▶ [TASK STATEMENT]:
Resume the article below on police use of force and pattern-or-practice investigations, writing on from its final sentence.

--- PAGE EXCERPT Enclosed Below ---

At the start of June, as Minn Post reported, Minnesota Department of Human Rights, Commissioner Rebecca Lucero said that the death of George Floyd in Minneapolis on Memorial Day:
…and others like it require investigation into whether MPD’s “training, policies, procedures, practices, including but not limited to use of force protocols, and any corresponding implementation, amounts to unlawful race-based policing, which deprives people of color, particularly Black community members, of their civil rights.”
An investigation is to be welcomed. As I’ve written before:
It is not being ‘anti-police’ to point out that encounters between police officers and civilians end in death much more frequently in the U.S. than they do in other comparably rich countries. Out of 57 countries for which numbers are available, the U.S. ranks 4th on GDP per capita, sandwiched between Norway and Hong Kong. But on killings by law enforcement officers per 10 million people, the U.S. ranks 20th, between the Democratic Republic of the Congo and Iraq. Our rate of 46.6 killings by law enforcement officers per 10 million people compares with 1.9 in Norway and 1.3 in Hong Kong. The police exist to protect the public and it would appear that there is room for improvement.
There are things we can do. Experience and research shows, among other things, that more restrictive state and local policies governing police use of force are associated with significantly lower rates of police shootings/killings by police; that police departments that get more military weapons from the federal government kill more people; and that cities with worse police union contracts – in terms of purging misconduct records and reinstating fired officers, for example – have higher police violence rates. These are the beginnings of a practical agenda for police reform.
Research shows that murders rise after ‘viral’ incidents of deadly force
But a new paper from economists Tanaya Devi and Roland G. Fryer Jr suggests that some caution is warranted. They provide “the first empirical examination of the impact of federal and state “Pattern-or-Practice” investigations on crime and policing” and find that:
For investigations that were not preceded by “viral” incidents of deadly force, investigations, on average, led to a statistically significant reduction in homicides and total crime.

--- End of Enclosed PAGE EXCERPT ---
--- RECORD EXTRACTS Enclosed Below ---

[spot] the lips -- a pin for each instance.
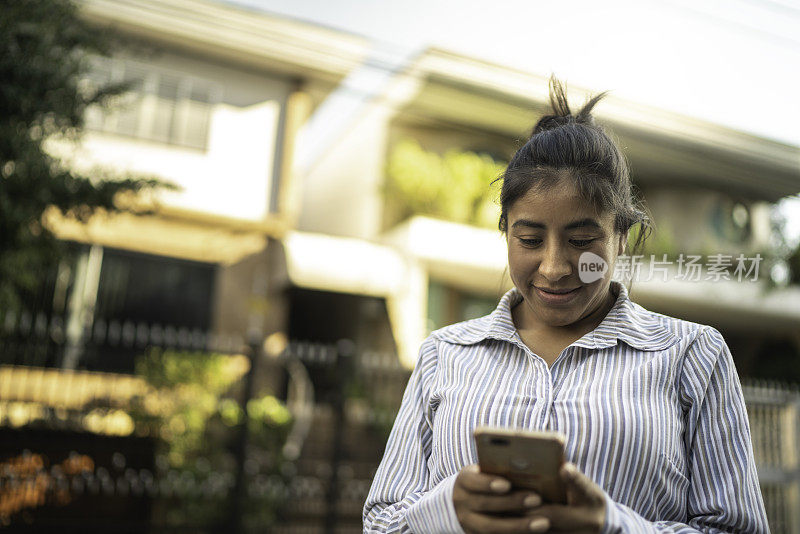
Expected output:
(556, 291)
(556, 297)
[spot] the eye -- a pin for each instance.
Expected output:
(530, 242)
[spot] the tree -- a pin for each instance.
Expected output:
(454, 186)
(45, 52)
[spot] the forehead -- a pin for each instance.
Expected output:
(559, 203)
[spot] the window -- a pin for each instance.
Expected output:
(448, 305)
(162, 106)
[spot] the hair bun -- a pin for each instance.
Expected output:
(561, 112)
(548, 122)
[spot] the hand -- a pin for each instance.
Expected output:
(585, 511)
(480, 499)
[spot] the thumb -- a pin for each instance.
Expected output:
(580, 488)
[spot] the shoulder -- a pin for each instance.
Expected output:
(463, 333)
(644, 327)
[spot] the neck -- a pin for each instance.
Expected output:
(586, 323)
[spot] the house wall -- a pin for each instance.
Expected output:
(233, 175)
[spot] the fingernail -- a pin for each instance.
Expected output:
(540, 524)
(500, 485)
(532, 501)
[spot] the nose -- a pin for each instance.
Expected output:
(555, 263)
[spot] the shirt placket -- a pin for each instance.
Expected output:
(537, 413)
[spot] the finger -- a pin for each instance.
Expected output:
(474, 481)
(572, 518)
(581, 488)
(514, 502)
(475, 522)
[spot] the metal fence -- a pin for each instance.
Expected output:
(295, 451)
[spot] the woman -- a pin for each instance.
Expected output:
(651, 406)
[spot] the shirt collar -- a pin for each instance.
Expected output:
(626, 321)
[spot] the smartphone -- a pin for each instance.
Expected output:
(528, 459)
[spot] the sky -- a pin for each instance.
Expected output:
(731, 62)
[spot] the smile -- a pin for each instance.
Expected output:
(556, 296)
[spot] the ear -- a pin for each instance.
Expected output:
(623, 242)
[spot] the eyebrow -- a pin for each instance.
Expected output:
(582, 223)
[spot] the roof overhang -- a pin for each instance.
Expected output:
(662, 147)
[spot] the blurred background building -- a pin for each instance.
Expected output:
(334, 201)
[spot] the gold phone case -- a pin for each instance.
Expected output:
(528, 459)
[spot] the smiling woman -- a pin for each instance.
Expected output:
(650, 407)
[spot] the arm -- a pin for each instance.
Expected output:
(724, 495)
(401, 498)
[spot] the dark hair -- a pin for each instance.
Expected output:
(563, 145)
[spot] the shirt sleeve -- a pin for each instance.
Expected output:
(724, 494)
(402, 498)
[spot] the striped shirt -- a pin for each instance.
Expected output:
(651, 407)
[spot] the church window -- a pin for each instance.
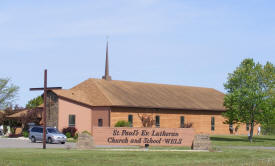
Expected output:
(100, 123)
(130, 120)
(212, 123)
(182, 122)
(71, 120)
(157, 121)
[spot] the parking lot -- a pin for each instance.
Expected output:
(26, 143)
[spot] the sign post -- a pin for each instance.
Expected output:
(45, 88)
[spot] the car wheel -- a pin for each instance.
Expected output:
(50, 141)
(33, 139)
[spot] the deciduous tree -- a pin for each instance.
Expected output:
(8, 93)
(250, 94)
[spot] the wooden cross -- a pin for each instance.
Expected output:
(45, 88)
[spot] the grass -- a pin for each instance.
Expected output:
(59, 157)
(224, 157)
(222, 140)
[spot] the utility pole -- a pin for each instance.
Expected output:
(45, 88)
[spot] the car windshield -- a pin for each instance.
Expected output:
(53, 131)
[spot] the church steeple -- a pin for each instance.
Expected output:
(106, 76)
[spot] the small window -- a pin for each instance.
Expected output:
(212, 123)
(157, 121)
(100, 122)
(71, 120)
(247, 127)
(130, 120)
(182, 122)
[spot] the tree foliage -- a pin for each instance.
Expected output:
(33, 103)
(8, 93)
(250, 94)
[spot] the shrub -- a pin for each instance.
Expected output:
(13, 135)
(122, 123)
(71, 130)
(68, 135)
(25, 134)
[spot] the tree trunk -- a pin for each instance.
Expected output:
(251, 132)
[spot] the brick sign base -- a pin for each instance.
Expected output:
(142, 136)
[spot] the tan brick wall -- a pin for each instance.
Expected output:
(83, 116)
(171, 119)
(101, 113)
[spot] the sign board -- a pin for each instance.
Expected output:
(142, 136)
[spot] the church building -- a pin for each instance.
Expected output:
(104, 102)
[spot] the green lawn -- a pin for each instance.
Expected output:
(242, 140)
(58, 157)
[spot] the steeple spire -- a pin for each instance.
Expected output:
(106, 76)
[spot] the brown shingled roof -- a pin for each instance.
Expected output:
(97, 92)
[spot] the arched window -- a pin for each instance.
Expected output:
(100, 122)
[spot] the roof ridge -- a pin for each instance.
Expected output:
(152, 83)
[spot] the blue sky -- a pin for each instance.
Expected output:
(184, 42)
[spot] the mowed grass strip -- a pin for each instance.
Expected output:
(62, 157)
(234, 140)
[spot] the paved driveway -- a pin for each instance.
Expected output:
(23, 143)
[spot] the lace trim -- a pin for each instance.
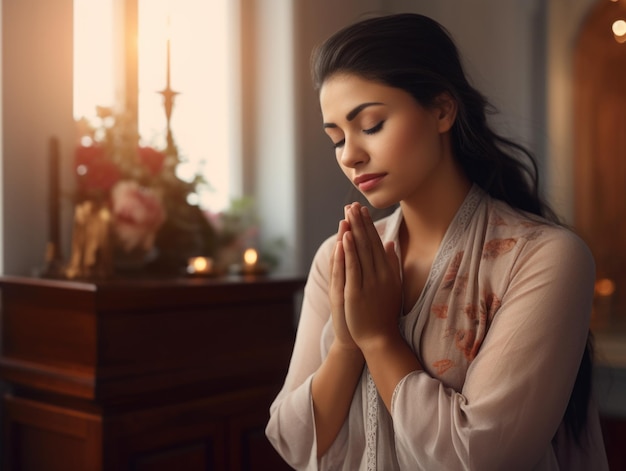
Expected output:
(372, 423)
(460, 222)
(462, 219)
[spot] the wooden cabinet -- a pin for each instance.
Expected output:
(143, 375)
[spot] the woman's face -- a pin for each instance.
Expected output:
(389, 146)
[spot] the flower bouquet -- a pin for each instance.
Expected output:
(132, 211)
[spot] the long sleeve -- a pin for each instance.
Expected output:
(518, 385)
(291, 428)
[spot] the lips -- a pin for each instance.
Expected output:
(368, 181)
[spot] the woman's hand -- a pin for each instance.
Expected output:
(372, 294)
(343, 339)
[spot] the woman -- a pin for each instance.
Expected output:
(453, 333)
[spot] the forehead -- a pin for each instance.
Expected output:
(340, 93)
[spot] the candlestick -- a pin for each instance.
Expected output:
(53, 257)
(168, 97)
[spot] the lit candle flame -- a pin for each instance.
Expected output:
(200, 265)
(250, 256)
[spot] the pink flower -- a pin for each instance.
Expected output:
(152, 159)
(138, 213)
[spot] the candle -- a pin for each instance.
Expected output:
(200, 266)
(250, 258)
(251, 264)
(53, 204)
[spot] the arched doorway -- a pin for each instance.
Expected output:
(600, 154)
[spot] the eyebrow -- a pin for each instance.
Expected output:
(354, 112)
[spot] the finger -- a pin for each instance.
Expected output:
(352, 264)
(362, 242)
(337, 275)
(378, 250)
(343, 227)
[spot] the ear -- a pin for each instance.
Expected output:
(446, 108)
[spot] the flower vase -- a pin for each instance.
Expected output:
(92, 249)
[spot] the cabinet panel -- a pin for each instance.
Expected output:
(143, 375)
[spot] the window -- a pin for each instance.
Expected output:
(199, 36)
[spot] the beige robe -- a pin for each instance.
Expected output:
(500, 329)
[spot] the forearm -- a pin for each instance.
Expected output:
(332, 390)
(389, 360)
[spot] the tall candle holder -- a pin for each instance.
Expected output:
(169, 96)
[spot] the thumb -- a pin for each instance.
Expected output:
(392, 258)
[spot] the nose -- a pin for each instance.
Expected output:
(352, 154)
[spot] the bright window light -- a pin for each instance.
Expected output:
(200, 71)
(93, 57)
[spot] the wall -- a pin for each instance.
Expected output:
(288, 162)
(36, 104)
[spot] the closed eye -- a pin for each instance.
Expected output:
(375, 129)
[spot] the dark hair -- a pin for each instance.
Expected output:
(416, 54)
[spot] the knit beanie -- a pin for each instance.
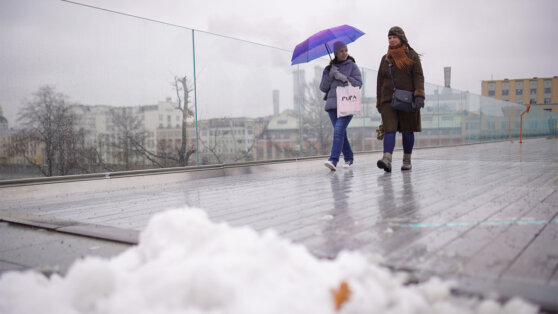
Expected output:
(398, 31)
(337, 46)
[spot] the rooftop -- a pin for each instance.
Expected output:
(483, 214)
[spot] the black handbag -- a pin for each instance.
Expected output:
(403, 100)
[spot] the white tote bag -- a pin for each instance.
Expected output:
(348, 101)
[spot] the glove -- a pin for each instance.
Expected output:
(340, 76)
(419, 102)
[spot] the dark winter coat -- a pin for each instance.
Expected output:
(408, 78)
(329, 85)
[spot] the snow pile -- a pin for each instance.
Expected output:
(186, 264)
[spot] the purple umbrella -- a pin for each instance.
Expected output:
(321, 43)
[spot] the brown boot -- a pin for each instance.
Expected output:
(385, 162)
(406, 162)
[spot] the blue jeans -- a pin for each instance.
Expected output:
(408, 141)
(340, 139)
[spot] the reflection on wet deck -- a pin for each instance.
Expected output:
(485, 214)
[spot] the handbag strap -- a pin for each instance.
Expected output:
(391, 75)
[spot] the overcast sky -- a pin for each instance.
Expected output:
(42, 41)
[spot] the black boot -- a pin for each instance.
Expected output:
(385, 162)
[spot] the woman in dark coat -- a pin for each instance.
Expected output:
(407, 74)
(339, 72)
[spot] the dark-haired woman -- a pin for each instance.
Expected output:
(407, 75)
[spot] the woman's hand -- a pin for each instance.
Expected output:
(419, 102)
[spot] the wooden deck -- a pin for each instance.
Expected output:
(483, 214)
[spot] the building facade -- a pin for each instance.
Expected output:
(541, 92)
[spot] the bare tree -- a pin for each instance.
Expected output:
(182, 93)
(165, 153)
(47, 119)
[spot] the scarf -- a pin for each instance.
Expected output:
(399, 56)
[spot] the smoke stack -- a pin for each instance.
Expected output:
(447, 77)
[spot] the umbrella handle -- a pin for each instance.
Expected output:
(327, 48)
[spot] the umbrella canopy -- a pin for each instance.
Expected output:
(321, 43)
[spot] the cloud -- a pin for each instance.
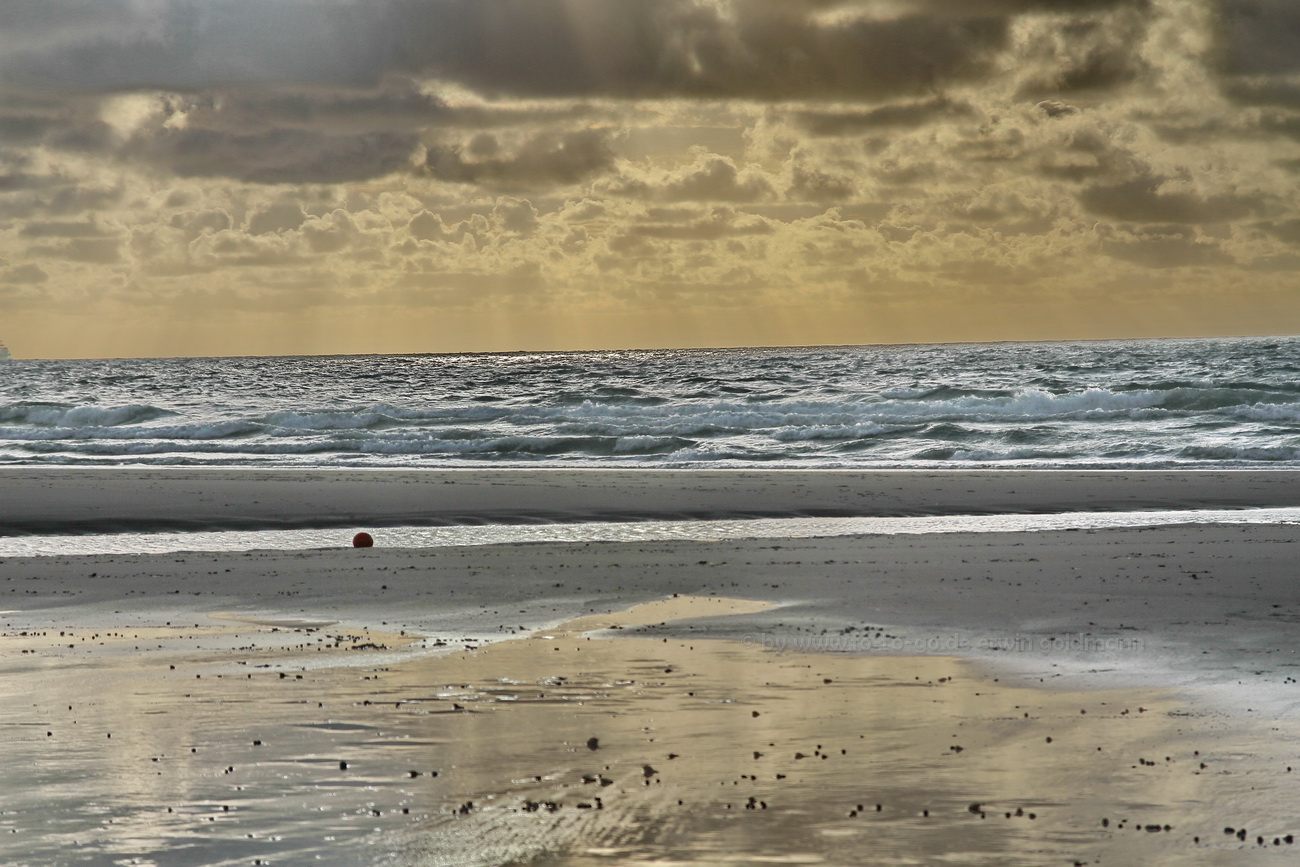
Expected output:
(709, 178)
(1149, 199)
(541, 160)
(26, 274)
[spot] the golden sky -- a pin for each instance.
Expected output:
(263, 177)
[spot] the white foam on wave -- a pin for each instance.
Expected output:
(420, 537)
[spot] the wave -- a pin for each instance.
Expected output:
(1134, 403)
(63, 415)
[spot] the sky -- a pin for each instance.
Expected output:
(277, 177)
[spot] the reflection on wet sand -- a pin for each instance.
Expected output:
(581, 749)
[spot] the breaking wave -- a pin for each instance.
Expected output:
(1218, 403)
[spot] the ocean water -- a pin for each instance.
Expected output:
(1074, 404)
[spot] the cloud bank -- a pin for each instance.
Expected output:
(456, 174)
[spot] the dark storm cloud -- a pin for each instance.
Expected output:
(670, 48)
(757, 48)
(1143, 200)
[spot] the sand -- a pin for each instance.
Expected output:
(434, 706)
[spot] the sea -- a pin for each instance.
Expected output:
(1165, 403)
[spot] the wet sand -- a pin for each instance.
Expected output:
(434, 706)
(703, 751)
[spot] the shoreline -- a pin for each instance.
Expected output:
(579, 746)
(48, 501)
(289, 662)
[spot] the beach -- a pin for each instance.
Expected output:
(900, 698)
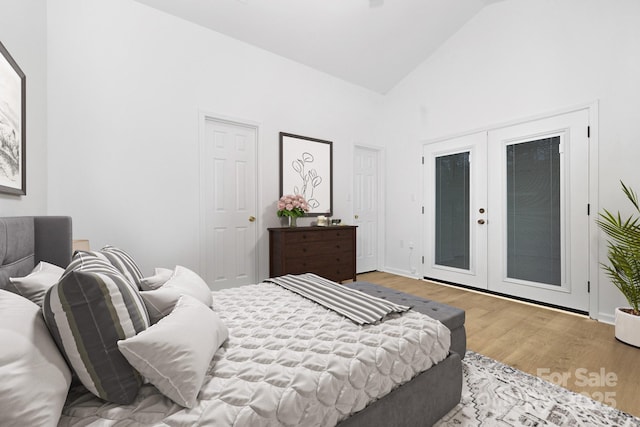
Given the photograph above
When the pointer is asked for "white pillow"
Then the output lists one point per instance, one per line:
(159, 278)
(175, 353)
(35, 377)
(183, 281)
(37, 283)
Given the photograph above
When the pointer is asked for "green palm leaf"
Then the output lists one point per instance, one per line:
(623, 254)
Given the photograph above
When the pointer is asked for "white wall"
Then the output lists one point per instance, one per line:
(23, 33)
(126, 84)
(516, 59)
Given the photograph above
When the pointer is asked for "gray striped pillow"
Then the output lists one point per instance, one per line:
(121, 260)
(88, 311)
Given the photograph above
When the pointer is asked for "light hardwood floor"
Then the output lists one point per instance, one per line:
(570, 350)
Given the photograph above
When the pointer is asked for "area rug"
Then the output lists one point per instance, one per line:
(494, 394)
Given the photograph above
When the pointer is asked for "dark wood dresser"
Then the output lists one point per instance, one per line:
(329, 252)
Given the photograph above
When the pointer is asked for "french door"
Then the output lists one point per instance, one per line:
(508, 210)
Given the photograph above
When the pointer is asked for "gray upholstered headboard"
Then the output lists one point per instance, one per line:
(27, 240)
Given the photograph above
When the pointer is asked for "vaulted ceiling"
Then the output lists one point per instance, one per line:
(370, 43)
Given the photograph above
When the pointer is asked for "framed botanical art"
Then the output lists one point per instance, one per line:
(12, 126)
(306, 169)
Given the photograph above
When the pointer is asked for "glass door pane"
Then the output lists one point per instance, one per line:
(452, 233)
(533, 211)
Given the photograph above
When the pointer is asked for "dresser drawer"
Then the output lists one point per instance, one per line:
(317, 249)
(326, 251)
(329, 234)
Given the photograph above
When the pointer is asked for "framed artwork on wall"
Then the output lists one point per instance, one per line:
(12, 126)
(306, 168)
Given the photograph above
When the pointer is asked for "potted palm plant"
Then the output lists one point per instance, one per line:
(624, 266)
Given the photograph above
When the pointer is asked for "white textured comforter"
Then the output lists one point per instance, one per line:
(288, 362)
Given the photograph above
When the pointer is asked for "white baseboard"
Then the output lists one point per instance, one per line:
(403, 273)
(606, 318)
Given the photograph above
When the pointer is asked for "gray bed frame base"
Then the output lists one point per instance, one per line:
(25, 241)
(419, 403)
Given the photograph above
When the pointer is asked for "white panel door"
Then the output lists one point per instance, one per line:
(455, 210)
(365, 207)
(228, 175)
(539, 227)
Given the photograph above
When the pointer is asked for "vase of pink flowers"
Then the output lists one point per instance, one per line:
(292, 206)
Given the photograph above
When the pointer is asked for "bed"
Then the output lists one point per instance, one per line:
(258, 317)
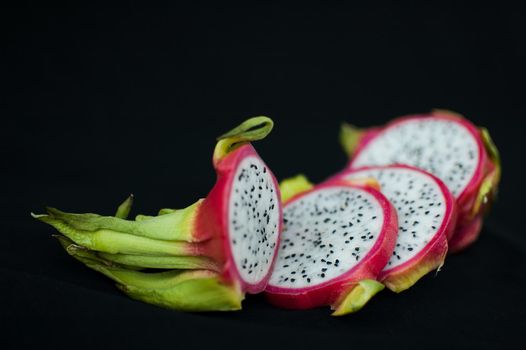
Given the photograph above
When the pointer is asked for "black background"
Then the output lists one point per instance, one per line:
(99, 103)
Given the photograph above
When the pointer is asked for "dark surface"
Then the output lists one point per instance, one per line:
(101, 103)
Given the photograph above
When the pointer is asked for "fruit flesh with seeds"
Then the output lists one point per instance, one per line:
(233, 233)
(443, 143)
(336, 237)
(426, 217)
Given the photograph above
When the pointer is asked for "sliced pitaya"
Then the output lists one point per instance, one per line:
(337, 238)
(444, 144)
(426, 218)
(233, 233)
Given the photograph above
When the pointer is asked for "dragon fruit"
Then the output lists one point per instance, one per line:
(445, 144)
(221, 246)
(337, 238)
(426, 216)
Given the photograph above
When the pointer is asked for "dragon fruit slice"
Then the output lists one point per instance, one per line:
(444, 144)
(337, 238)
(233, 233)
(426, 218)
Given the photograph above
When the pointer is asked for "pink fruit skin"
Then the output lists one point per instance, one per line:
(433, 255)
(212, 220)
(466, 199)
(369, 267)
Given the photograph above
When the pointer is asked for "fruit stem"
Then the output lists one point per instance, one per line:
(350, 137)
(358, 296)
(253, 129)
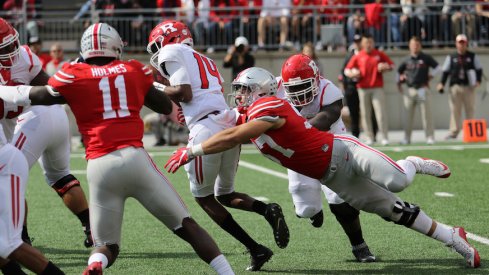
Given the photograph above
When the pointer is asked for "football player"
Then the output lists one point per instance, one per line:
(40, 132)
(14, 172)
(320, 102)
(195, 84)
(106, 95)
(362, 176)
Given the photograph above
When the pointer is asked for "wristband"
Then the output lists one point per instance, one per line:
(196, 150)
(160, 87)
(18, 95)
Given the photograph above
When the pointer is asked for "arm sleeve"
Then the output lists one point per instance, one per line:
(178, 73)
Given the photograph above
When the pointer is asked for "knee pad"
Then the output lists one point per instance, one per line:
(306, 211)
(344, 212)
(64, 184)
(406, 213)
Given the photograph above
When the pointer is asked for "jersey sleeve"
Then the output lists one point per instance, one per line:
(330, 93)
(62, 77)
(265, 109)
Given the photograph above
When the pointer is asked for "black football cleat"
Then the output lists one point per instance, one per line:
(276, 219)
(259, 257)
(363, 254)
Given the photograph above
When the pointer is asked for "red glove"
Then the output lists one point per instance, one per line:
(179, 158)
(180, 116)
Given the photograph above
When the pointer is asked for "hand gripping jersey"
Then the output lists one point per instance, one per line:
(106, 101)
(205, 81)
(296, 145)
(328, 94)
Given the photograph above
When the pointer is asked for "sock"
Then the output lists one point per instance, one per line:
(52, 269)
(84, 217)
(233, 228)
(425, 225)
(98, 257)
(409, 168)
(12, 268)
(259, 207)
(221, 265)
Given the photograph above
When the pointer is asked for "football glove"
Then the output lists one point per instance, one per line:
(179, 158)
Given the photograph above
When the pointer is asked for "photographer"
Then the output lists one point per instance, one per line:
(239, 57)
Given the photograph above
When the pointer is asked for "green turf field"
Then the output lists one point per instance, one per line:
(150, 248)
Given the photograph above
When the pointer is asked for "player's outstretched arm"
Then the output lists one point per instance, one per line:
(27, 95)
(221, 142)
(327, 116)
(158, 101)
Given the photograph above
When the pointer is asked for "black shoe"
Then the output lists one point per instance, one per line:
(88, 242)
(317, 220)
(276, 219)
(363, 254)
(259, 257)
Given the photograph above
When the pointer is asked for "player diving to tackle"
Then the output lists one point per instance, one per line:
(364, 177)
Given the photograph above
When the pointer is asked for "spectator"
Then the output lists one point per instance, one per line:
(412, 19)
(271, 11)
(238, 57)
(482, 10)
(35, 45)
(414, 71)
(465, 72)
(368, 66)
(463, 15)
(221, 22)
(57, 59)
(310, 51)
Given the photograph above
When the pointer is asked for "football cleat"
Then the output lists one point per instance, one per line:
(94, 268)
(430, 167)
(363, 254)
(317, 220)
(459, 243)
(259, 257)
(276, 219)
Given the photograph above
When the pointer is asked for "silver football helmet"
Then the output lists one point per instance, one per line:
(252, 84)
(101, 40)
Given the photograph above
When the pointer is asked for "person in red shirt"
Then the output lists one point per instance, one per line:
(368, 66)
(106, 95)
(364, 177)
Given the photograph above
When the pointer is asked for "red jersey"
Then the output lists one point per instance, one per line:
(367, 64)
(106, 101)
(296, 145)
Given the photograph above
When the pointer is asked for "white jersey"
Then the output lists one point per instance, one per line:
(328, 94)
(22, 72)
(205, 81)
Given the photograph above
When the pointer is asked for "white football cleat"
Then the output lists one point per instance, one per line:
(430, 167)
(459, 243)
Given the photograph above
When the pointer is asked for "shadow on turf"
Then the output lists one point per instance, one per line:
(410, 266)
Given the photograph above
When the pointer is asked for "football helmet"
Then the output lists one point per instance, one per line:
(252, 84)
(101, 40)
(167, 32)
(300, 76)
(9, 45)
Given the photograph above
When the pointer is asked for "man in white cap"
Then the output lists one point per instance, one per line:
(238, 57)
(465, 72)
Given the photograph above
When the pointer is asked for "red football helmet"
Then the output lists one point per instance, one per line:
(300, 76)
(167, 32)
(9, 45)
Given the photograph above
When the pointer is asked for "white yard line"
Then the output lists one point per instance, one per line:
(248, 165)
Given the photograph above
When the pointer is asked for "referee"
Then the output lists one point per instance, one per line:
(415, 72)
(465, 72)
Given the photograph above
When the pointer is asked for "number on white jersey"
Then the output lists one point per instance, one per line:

--- End of Enclosed RECORD EXTRACTS ---

▶ [EXERCISE RESULT]:
This is good news. But there is bad news, especially for Minneapolis:
In stark contrast, all investigations that were preceded by “viral” incidents of deadly force have led to a large and statistically significant increase in homicides and total crime. We estimate that these investigations caused almost 900 excess homicides and almost 34,000 excess felonies. The leading hypothesis for why these investigations increase homicides and total crime is an abrupt change in the quantity of policing activity. In Chicago, the number of police-civilian interactions decreased by almost 90% in the month after the investigation was announced. In Riverside CA, interactions decreased 54%. In St. Louis, self-initiated police activities declined by 46%. Other theories we test such as changes in community trust or the aggressiveness of consent decrees associated with investigations — all contradict the data in important ways.
Violence in Minneapolis
In the early hours of Sunday, 12 people were shot in Uptown Minneapolis, one, Cody C. Pollard, 27, a father of two small children, fatally. The Star Tribune reported:
The shooting was one of several across the city since Saturday afternoon, continuing a rash of gun violence since the unrest over the police killing of Floyd, with more than 90 people shot in Minneapolis since May 26.
Yet another fatal shooting took place Sunday night in Minneapolis. Officers found a 17-year-old boy suffering from a gunshot wound in the 3000 block of N. Knox Avenue. He was taken to a hospital, where he was pronounced dead. His death marked the city’s 25th homicide of the year.
Criminologists have noted similar patterns in other cities — most recently Baltimore, which saw violent crime rise in the wake of a police killing — offering a variety of possible explanations, from eroded confidence in police to officers pulling back on their duties because of the intense public backlash.
Last week, [police spokesman John] Elder scoffed at the suggestion that officers were showing less initiative. “Our officers are still responding to calls, they are still addressing calls, and the fact that anybody would think that there is a stand-down order or some sort of work stoppage, that is patently false,” he said.
He said the surge in shootings coincided with the start of summer.
Hopefully Elder is correct and the recent violence in Minneapolis is just high spirits associated with summer. Devi and Fryer’s research, by contrast, suggests that we ought to be more concerned.
John Phelan is an economist at the Center of the American Experiment.